— The request —
Pull out every line in the data below that contains the word "planter". Only an exact match in uppercase and lowercase counts.

## BEGIN Records provided

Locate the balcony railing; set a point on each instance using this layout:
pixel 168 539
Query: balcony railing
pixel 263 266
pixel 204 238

## END Records provided
## BEGIN Records provided

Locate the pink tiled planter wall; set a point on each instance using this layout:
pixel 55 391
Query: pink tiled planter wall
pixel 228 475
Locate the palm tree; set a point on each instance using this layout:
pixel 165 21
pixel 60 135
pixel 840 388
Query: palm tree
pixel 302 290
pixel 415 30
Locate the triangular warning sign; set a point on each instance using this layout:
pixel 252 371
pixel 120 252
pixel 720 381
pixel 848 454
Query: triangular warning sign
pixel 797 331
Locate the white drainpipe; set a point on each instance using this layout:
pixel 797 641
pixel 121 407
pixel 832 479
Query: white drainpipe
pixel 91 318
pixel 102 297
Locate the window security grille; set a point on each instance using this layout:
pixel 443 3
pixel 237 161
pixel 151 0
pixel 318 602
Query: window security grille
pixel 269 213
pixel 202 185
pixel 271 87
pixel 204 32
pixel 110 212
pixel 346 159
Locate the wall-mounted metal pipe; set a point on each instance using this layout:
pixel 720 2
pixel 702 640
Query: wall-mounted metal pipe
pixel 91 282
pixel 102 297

## END Records provided

— Solution for this task —
Locate the pink tiled planter wall; set a point on each instance using this layout:
Query: pink tiled planter wall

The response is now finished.